**Material shown:**
──────────
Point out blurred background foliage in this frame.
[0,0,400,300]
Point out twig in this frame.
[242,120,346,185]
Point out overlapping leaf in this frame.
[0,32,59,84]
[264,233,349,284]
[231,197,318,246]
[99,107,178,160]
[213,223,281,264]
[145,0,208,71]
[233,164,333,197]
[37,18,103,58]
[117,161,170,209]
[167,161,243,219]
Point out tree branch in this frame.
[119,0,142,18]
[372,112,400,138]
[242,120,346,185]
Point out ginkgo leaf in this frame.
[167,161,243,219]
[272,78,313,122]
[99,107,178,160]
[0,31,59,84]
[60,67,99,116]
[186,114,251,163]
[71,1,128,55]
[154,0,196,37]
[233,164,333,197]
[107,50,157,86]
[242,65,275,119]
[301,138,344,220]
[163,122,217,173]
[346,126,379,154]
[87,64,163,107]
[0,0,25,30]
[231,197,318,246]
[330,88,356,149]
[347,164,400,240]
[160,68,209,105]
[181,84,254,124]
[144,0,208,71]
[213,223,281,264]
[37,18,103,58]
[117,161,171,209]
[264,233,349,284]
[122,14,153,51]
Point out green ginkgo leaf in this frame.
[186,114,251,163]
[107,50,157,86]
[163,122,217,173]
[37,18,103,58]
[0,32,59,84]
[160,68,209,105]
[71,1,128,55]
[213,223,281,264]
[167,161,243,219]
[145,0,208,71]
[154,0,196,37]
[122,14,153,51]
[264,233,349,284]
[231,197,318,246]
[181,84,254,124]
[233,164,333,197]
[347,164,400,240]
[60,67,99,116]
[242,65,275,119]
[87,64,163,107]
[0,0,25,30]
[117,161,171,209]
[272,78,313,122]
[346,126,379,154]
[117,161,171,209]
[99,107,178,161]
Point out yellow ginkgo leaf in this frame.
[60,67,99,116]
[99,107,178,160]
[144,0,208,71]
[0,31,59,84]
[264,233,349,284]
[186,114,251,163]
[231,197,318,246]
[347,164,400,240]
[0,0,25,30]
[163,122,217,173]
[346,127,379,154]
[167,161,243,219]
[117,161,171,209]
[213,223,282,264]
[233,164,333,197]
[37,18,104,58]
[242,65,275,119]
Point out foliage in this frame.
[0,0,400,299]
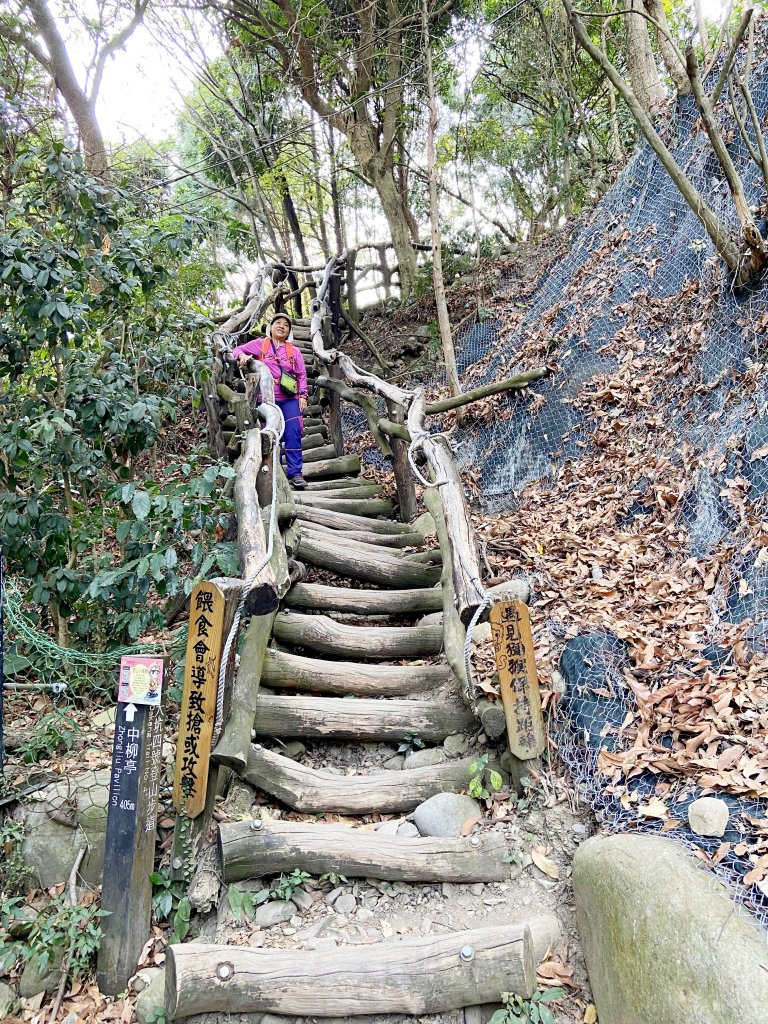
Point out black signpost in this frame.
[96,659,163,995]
──────────
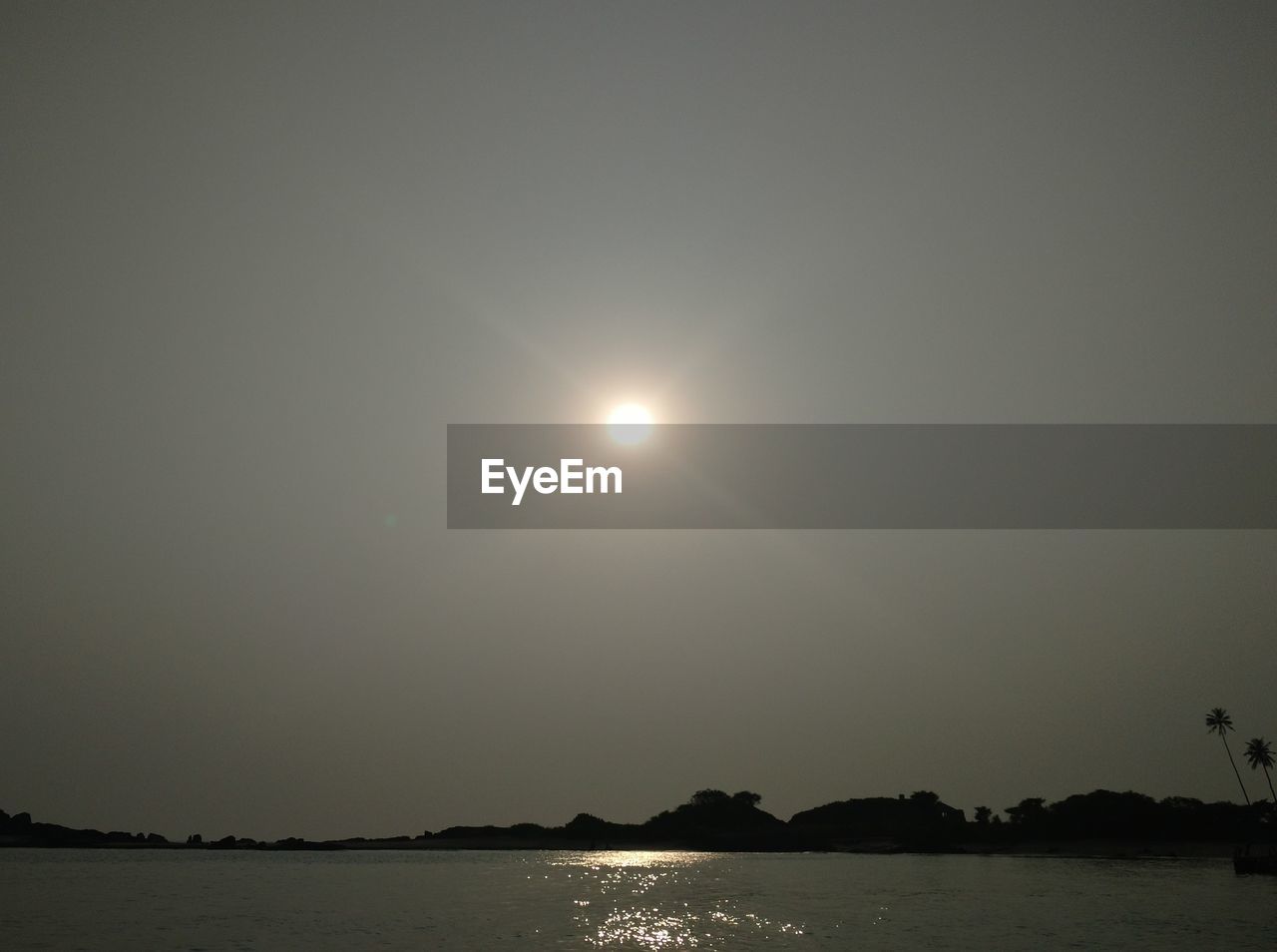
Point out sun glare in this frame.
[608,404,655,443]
──────────
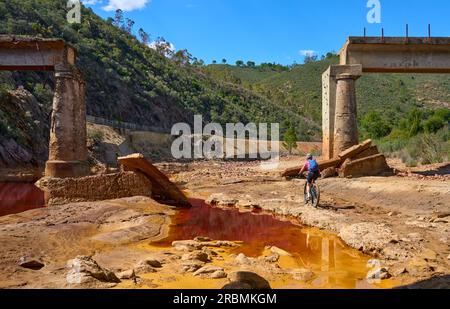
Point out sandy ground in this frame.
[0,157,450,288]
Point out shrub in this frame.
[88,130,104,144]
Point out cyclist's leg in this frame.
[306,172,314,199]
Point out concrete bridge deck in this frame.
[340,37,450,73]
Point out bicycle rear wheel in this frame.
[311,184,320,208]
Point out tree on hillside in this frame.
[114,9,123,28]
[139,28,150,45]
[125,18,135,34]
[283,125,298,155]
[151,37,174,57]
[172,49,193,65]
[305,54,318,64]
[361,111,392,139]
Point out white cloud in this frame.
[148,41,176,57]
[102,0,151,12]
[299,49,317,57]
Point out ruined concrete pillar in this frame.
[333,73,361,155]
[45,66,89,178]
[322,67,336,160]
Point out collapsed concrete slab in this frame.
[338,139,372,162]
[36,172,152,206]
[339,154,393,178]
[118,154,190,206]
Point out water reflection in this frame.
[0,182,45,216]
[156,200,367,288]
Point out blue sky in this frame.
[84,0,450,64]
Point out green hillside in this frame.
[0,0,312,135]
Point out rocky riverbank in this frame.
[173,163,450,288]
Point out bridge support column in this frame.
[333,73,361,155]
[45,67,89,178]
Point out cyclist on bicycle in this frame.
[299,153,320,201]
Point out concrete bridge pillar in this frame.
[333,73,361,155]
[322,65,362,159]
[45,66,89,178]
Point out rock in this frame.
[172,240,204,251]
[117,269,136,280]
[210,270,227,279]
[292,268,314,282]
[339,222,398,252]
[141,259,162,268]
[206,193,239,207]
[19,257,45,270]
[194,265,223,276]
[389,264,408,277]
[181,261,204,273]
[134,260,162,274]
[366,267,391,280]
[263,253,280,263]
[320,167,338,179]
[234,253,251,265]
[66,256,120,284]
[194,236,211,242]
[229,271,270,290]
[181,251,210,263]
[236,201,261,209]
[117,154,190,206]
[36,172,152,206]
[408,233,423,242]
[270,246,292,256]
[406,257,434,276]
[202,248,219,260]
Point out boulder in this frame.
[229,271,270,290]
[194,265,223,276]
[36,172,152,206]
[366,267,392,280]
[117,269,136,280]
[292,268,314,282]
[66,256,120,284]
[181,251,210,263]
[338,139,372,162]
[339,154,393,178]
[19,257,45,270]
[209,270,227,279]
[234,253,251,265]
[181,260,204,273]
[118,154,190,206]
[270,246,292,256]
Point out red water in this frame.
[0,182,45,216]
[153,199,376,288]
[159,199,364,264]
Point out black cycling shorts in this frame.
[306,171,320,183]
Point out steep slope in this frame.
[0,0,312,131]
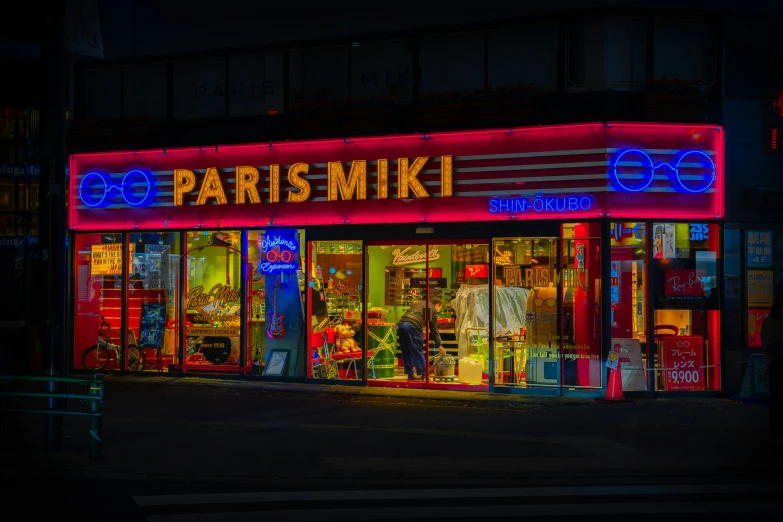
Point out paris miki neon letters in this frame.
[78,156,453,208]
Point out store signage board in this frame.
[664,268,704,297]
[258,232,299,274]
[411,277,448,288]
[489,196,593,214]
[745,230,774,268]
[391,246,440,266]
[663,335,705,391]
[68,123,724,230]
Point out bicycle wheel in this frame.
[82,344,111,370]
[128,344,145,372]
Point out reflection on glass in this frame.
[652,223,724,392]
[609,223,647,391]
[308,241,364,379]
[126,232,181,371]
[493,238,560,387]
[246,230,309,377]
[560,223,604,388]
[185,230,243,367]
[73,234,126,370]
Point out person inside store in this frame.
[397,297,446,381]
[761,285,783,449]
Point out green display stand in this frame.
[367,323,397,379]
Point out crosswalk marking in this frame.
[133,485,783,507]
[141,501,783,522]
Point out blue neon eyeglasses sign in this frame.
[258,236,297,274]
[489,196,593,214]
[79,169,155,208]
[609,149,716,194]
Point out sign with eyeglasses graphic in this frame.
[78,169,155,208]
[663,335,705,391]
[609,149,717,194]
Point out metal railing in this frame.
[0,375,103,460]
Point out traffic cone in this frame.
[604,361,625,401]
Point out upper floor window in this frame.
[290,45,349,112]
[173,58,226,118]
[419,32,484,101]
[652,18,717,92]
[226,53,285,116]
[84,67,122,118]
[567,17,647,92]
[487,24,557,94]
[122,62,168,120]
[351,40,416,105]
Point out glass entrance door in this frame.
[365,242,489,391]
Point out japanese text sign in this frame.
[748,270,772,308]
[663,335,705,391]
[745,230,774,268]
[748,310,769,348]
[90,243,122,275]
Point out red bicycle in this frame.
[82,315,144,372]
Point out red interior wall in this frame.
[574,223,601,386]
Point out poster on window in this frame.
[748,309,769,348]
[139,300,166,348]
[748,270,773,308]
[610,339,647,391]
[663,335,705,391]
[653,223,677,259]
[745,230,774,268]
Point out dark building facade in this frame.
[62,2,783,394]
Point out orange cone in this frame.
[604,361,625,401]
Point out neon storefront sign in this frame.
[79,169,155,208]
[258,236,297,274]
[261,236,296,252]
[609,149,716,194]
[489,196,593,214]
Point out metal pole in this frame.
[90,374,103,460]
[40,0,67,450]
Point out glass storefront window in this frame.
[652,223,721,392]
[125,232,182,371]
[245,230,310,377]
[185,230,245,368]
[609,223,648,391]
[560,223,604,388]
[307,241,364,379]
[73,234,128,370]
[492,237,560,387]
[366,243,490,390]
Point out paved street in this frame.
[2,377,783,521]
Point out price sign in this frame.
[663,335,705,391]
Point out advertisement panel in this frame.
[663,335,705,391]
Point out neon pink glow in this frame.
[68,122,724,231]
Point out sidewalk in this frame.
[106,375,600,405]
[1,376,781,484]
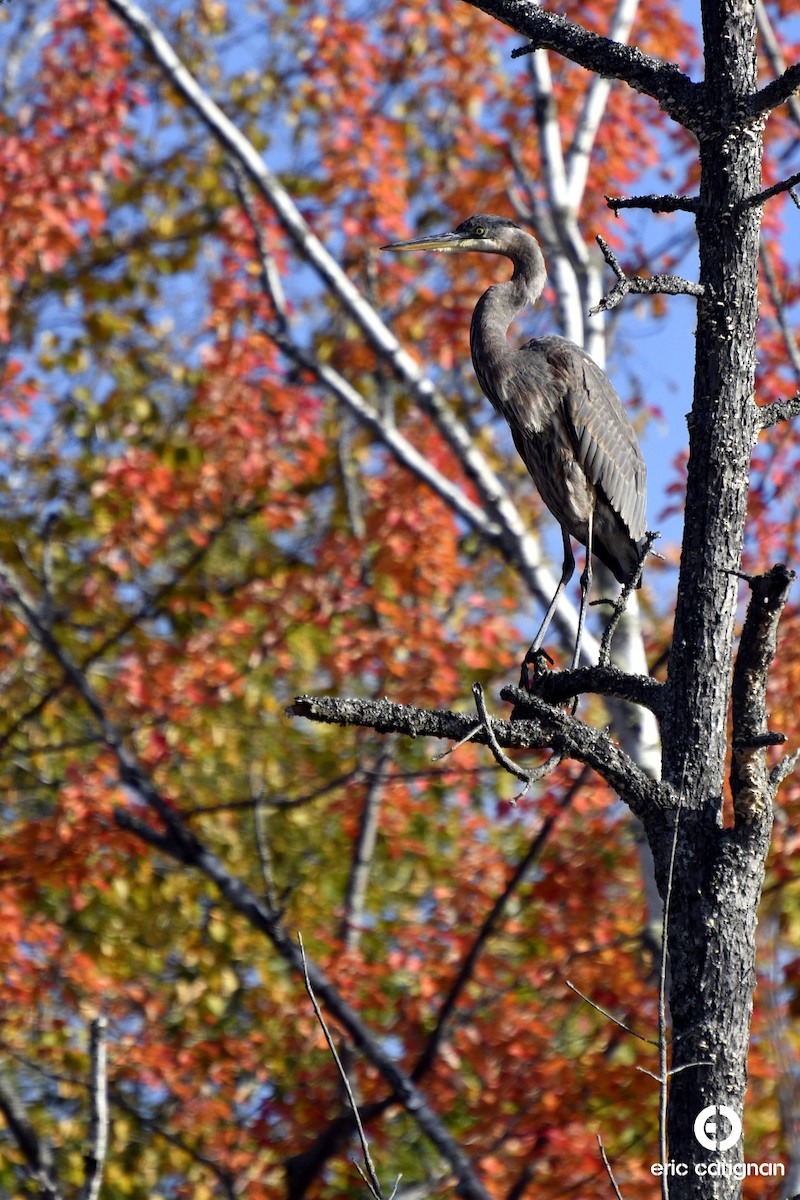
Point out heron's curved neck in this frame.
──────────
Reproduce verbatim the data from the line containing "Point out white cloud in this frame." through the line containing "[78,156,453,208]", including both of those lines. Leave out any pictures.

**Task result:**
Point out white cloud in this frame.
[148,41,176,57]
[102,0,151,12]
[299,49,317,57]
Point out ruined concrete pillar in this frame.
[333,73,361,155]
[45,66,89,178]
[322,67,336,160]
Point out collapsed concrete slab in this frame.
[338,139,372,162]
[36,172,152,206]
[339,154,393,178]
[118,154,190,206]
Point out water reflection in this frame.
[0,182,45,216]
[156,200,367,288]
Point out blue sky in this frame.
[84,0,450,64]
Point out green hillside in this frame.
[0,0,312,135]
Point out rocky riverbank in this frame.
[173,163,450,288]
Point out bridge support column in this frame.
[333,73,361,155]
[45,67,89,178]
Point out cyclist on bicycle in this frame.
[299,153,320,201]
Point out concrete bridge pillar in this frame.
[333,73,361,155]
[322,65,362,159]
[45,66,89,178]
Point out rock in this frame.
[172,240,204,251]
[117,269,136,280]
[210,270,227,279]
[292,268,314,282]
[339,222,398,252]
[141,259,162,268]
[206,193,239,207]
[19,257,45,270]
[194,265,223,276]
[389,264,408,277]
[181,261,204,273]
[134,260,162,274]
[366,267,391,280]
[263,253,280,263]
[320,167,338,179]
[234,253,251,265]
[66,256,120,284]
[194,236,211,242]
[229,271,270,290]
[181,251,210,263]
[236,201,261,209]
[117,154,190,206]
[36,172,152,206]
[408,233,423,242]
[270,246,292,256]
[406,257,434,276]
[202,248,219,260]
Point out boulder in this frame.
[229,271,270,290]
[194,265,223,276]
[36,172,152,206]
[366,267,392,280]
[117,269,136,280]
[292,268,314,282]
[66,256,120,284]
[181,251,210,263]
[338,139,372,162]
[339,154,393,178]
[19,257,45,270]
[209,270,227,279]
[234,253,251,265]
[181,260,204,273]
[118,154,190,206]
[270,246,292,256]
Point out red water in this frame.
[0,182,45,216]
[153,199,376,288]
[159,199,364,264]
Point out black cycling shorts in this frame.
[306,171,320,183]
Point out steep slope in this frame.
[0,0,312,131]
Point out paris miki neon letters in this frame.
[78,156,453,208]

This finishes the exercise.